[PASSAGE TO READ]

Polish Drug Policy Network advocates in the parliament for opioid addiction treatment with prescription-based substitution

In Poland, people struggling with opioid use disorder can benefit from substitution treatment for almost 20 years now. Treatment and dispensing of drugs take place in special programs, where the staff often oblige patients to continuous visits, even every day. This prevents them from stabilizing their family and working life and increases the risk of spreading COVID-19. The Polish Drug Policy Network appeals to the Speakers of the Sejm and the Senate to introduce legal solutions that will make it possible for people to obtain their medicine at a regular pharmacy.

At the end of September 2020, the Polish Drug Policy Network (PDPN) sent an appeal to the Speaker of the Sejm, Elżbieta Witek and the Speaker of the Senate, Tomasz Grodzki, for the immediate resumption of work on the draft amendment to the Act on Counteracting Drug Addiction prepared by the National Bureau for Drug Prevention (NBDP). In the opinion of PDPN experts, this is a greatly needed project and its adoption would help to treat people with opioid use disorder to a wider scale and thus contribute to the improvement of public health in Poland.

[WHAT TO DO] Transcribe the part of the article on opioid substitution treatment in Poland starting with "At the end of" and going on through "health in Poland.". The material that comes next is from a separate source.

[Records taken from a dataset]
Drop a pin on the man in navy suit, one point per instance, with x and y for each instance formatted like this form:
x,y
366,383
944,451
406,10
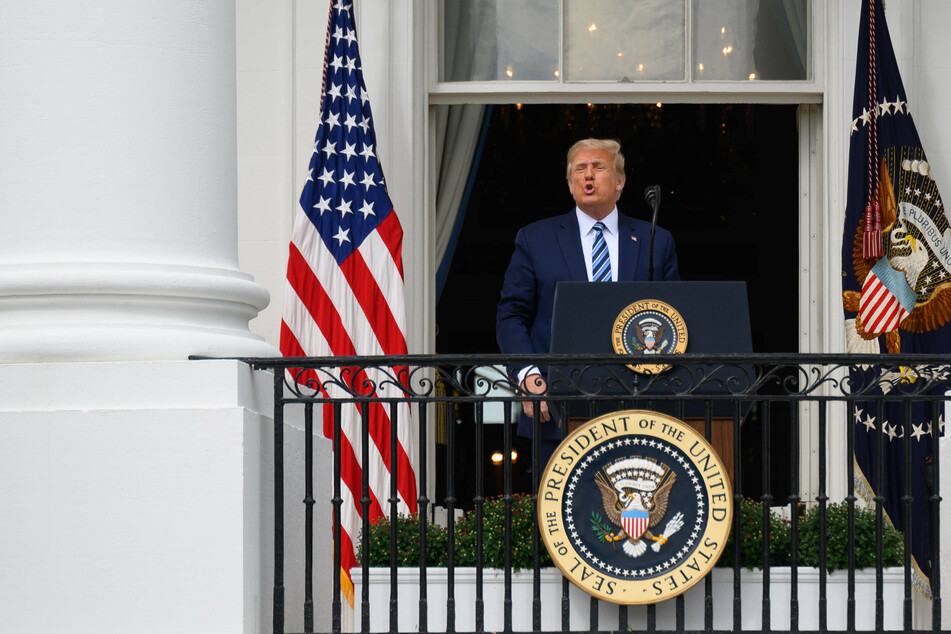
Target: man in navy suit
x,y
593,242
---
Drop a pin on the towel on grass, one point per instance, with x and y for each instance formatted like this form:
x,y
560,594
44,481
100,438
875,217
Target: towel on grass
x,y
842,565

[ANSWER TO THE PROBLEM]
At the end of September 2020, the Polish Drug Policy Network (PDPN) sent an appeal to the Speaker of the Sejm, Elżbieta Witek and the Speaker of the Senate, Tomasz Grodzki, for the immediate resumption of work on the draft amendment to the Act on Counteracting Drug Addiction prepared by the National Bureau for Drug Prevention (NBDP). In the opinion of PDPN experts, this is a greatly needed project and its adoption would help to treat people with opioid use disorder to a wider scale and thus contribute to the improvement of public health in Poland.